┏━━

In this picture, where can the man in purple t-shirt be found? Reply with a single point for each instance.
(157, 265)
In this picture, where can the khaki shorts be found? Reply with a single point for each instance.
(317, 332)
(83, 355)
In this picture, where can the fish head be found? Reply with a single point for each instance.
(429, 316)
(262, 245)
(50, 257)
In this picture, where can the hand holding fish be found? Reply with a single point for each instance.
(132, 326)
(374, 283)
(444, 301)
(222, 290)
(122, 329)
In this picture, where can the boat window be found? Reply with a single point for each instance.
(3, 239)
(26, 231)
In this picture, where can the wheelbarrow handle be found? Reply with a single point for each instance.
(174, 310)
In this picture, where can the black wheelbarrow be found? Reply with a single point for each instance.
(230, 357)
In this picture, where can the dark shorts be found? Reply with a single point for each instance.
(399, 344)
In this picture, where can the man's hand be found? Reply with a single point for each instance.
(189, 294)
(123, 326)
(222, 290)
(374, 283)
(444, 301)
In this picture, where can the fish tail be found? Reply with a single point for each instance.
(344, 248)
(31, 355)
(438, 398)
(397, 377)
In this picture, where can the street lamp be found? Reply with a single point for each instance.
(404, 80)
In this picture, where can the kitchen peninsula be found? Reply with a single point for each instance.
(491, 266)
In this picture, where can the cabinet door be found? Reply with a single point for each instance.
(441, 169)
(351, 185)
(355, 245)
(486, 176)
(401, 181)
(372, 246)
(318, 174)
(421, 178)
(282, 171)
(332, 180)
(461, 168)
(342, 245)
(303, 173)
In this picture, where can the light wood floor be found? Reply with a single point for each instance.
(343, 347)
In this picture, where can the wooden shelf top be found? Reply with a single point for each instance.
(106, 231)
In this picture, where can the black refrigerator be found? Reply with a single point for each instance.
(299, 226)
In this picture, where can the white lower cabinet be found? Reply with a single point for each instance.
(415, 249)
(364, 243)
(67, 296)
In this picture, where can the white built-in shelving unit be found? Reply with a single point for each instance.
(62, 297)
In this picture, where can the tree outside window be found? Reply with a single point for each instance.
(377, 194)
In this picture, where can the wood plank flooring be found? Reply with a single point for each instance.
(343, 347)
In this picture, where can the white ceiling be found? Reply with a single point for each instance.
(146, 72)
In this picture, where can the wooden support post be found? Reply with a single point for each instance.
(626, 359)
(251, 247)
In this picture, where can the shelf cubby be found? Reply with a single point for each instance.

┗━━

• _WHAT IS BEING ASKED_
Print every entry exactly as written.

• _RESPONSE_
In this picture, where can the man in purple t-shirt be found? Reply with a single point for each instance.
(157, 265)
In this picture, where can the khaki shorts be found? Reply with a single point for each instance.
(317, 332)
(83, 355)
In this picture, where can the fish head be found? Reply with a single point for each instance.
(429, 316)
(262, 245)
(50, 257)
In this picture, where can the hand holding fish be found? Reply with a single point for each instance.
(132, 326)
(374, 283)
(444, 301)
(222, 290)
(122, 329)
In this picture, where can the boat window be found? Reply with a single point for each instance.
(3, 239)
(26, 231)
In this picture, where can the wheelbarrow handle be found? Reply with a single point for each instance.
(174, 310)
In this picture, where can the black wheelbarrow be found? Reply with a single point for each instance.
(230, 357)
In this picture, where can the dark shorts be found? Reply with a single point for each instance.
(399, 344)
In this picture, where can the man's hand be found? Reply with a single point for each instance.
(189, 294)
(123, 326)
(222, 290)
(374, 283)
(444, 301)
In this picture, where can the fish tail be found? Reply with a single point for each instance.
(344, 248)
(31, 355)
(438, 398)
(397, 377)
In this picture, where can the street lamp be found? Reply with a single point for each instance.
(404, 80)
In this picture, where can the kitchen peninsula be found? Reply with a single point for each instance.
(491, 266)
In this picture, where can the cabinet door be found? Reply with a single point for each instance.
(441, 169)
(351, 185)
(355, 245)
(486, 176)
(401, 181)
(372, 246)
(318, 174)
(421, 178)
(282, 171)
(332, 180)
(461, 168)
(342, 245)
(303, 173)
In this picture, where can the light wood floor be found? Reply with a single point for each instance.
(343, 347)
In this picture, where can the wooden shelf top be found? Reply with a single point for each instance.
(106, 231)
In this picture, where can the black refrigerator be found? Reply with a single point for each instance.
(299, 226)
In this picture, where can the white lower cabinet be found? Reply with a single point for each instance.
(415, 249)
(364, 243)
(67, 296)
In this picture, where can the white built-in shelving unit be found? Reply with a single point for each instance.
(62, 297)
In this picture, where can the tree outside window be found? Reply with a single point for each instance.
(377, 194)
In this picture, where can the wood plank flooring be found? Reply with a single point for each instance.
(343, 347)
In this picture, where can the white ceiling be found? Reply with a single point for each instance.
(146, 72)
In this picture, where can the wooden support post be found? Reply with a single point for each instance.
(626, 359)
(251, 247)
In this picture, where can the shelf cubby be found? Reply with a single point for each instance.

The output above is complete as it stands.